* START Passage to read *

And I didn't even get in to the woods...had the family...but the do have "lessons" that take you in...never seen that before...which is great, because I usually have no one to go with...and I need at least three people to carry my ass out....


----------



## awf170 (Aug 24, 2005)

Brettski said:
			
		

> skiied Jay last spring for a week...If/when they finish the expansion...look out...I should but up there...and they take the canadian dollar on par with us...next time I go over the border and exchange some cash....



cant do the canadian money thing anymore, they ask for your ID, my family used to always do it when we went, its easy too because you can get some canadian money in the bank in newport(? thats the name of that town right of 93 right?)


----------



## Brettski (Aug 24, 2005)

Damn.

Well at least the had the family discount card...which they conveniently forgot to let me know...I actually had to ask them if they had any discounts for families...

Nice....


----------



## awf170 (Aug 29, 2005)

bump... it ends sept. 1st


----------



## awf170 (Sep 12, 2005)

Finally got around to finishing this, I'm going to post all ski areas with over 10 points.

* END Passage to read *

Objective 1: In the ski forum thread, what did Brettski have to ask about?
Objective 2: Copy the ski forum thread word for word, everything from "## Brettski (Aug" down to "(Aug 29, 2005)".

* START Entries provided *

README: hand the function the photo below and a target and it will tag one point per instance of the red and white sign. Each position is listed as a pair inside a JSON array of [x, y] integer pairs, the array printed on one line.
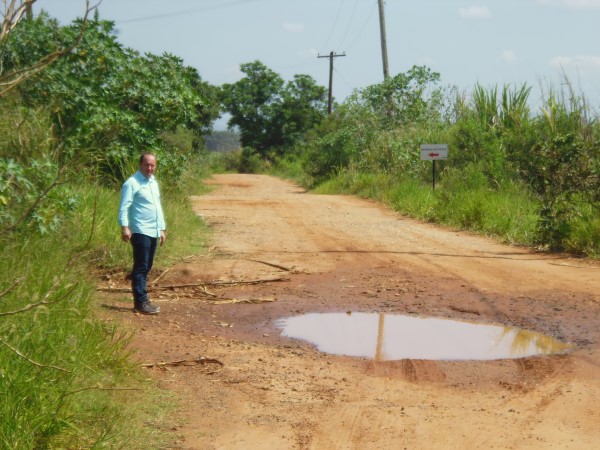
[[433, 152]]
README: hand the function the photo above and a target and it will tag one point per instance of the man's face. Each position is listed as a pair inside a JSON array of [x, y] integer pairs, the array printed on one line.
[[148, 166]]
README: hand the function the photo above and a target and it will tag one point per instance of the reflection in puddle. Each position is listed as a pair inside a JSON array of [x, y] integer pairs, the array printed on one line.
[[387, 337]]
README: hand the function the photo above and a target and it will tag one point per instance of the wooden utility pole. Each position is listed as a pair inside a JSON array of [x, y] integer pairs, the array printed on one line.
[[386, 70], [330, 56]]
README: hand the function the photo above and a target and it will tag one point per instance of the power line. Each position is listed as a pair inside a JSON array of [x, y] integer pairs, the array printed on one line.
[[367, 20], [334, 24]]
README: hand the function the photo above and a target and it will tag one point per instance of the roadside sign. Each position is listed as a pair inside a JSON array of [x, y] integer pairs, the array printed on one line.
[[434, 152]]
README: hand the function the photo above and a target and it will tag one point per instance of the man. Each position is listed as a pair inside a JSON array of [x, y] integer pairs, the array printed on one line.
[[143, 225]]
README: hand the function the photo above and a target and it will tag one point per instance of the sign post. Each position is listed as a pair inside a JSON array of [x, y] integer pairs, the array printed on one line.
[[434, 152]]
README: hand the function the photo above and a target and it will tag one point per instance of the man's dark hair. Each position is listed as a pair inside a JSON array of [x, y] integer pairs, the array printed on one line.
[[143, 155]]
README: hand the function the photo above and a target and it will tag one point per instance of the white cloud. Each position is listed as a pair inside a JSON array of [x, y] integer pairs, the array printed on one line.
[[293, 27], [426, 61], [574, 4], [475, 12], [509, 56], [584, 62]]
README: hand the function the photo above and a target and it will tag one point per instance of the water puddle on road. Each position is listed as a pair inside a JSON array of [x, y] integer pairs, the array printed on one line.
[[388, 337]]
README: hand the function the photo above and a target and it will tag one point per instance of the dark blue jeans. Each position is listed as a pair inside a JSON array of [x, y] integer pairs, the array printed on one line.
[[144, 248]]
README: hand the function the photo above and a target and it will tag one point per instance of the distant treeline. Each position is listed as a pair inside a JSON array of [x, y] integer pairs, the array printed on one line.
[[222, 141]]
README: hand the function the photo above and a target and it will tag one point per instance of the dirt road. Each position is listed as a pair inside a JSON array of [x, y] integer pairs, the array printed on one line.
[[342, 254]]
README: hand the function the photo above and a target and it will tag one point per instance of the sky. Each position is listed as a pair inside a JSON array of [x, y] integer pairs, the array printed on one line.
[[491, 43]]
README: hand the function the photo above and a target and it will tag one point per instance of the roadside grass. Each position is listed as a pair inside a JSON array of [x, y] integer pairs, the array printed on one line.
[[462, 200], [67, 379]]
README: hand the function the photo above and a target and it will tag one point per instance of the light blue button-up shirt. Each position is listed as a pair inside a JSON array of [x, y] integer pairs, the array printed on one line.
[[140, 207]]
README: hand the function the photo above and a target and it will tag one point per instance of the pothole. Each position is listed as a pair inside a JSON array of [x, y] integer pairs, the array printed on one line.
[[388, 337]]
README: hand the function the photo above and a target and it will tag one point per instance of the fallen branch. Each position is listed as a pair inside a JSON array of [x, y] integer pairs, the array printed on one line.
[[31, 361], [277, 266], [187, 362], [575, 267], [199, 285], [159, 277], [14, 285], [232, 283], [231, 301]]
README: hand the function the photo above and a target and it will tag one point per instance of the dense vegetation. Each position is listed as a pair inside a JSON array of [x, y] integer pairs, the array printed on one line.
[[78, 108]]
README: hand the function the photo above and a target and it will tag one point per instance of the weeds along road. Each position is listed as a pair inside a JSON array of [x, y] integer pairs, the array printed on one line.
[[343, 254]]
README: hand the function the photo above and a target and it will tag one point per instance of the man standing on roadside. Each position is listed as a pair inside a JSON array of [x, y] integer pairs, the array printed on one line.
[[143, 225]]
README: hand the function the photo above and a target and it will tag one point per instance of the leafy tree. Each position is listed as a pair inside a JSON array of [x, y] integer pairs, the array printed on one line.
[[109, 102], [270, 114], [406, 98]]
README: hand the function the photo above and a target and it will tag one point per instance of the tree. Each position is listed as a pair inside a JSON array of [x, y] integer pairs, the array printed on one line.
[[14, 12], [109, 102], [270, 114]]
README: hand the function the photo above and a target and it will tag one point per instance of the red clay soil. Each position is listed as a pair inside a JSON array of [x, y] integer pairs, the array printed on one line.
[[244, 386]]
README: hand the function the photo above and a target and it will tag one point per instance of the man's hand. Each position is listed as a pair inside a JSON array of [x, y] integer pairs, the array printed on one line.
[[125, 234]]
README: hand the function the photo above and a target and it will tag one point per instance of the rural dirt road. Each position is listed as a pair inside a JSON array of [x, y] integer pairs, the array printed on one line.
[[257, 389]]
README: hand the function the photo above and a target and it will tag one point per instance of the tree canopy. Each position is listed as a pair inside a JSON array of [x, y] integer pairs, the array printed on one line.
[[269, 113]]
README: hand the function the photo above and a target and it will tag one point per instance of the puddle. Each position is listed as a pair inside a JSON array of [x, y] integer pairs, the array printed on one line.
[[387, 337]]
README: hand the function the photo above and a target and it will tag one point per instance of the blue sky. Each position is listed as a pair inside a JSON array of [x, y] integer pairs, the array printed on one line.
[[495, 42]]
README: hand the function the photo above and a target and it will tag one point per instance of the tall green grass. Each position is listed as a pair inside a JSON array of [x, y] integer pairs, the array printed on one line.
[[66, 377]]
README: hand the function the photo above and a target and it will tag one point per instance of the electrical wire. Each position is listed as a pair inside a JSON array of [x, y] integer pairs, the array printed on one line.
[[334, 23], [367, 20]]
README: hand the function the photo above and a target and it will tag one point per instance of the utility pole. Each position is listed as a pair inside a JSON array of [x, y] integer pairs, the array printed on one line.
[[386, 70], [331, 56]]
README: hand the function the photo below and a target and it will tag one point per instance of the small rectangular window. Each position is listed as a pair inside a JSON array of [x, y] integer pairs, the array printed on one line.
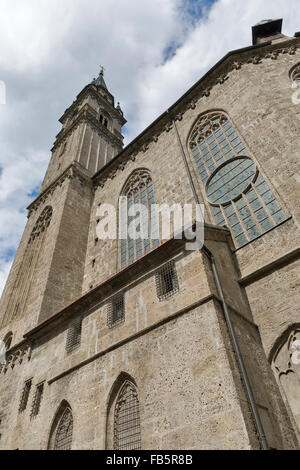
[[116, 310], [74, 335], [37, 400], [25, 396], [166, 281]]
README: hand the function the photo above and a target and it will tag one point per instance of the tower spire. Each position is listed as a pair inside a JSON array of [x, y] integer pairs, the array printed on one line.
[[100, 80]]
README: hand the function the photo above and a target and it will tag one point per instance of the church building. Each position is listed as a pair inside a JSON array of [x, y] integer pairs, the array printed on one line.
[[140, 343]]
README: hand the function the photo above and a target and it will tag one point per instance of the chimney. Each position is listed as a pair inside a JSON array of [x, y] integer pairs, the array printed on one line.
[[267, 30]]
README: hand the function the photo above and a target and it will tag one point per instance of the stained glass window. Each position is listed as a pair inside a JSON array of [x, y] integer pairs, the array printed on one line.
[[139, 229], [237, 192]]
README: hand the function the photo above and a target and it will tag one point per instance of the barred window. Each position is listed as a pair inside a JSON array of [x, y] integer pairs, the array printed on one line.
[[25, 396], [127, 429], [166, 281], [74, 335], [64, 433], [37, 400], [139, 232], [116, 310], [236, 191]]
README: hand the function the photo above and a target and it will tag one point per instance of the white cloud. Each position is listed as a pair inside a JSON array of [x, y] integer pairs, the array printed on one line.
[[50, 49]]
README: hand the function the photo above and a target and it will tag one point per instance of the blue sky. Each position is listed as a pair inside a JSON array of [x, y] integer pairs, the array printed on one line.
[[153, 51]]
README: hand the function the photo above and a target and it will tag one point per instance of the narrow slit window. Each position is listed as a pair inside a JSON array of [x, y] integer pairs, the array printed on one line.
[[138, 219], [37, 400], [74, 335], [166, 281], [25, 396], [127, 428], [116, 310]]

* END Entries provided *

Full solution 1: He had to ask whether they had any discounts for families.

Full solution 2:
## Brettski (Aug 24, 2005)

Damn.

Well at least the had the family discount card...which they conveniently forgot to let me know...I actually had to ask them if they had any discounts for families...

Nice....


----------



## awf170 (Aug 29, 2005)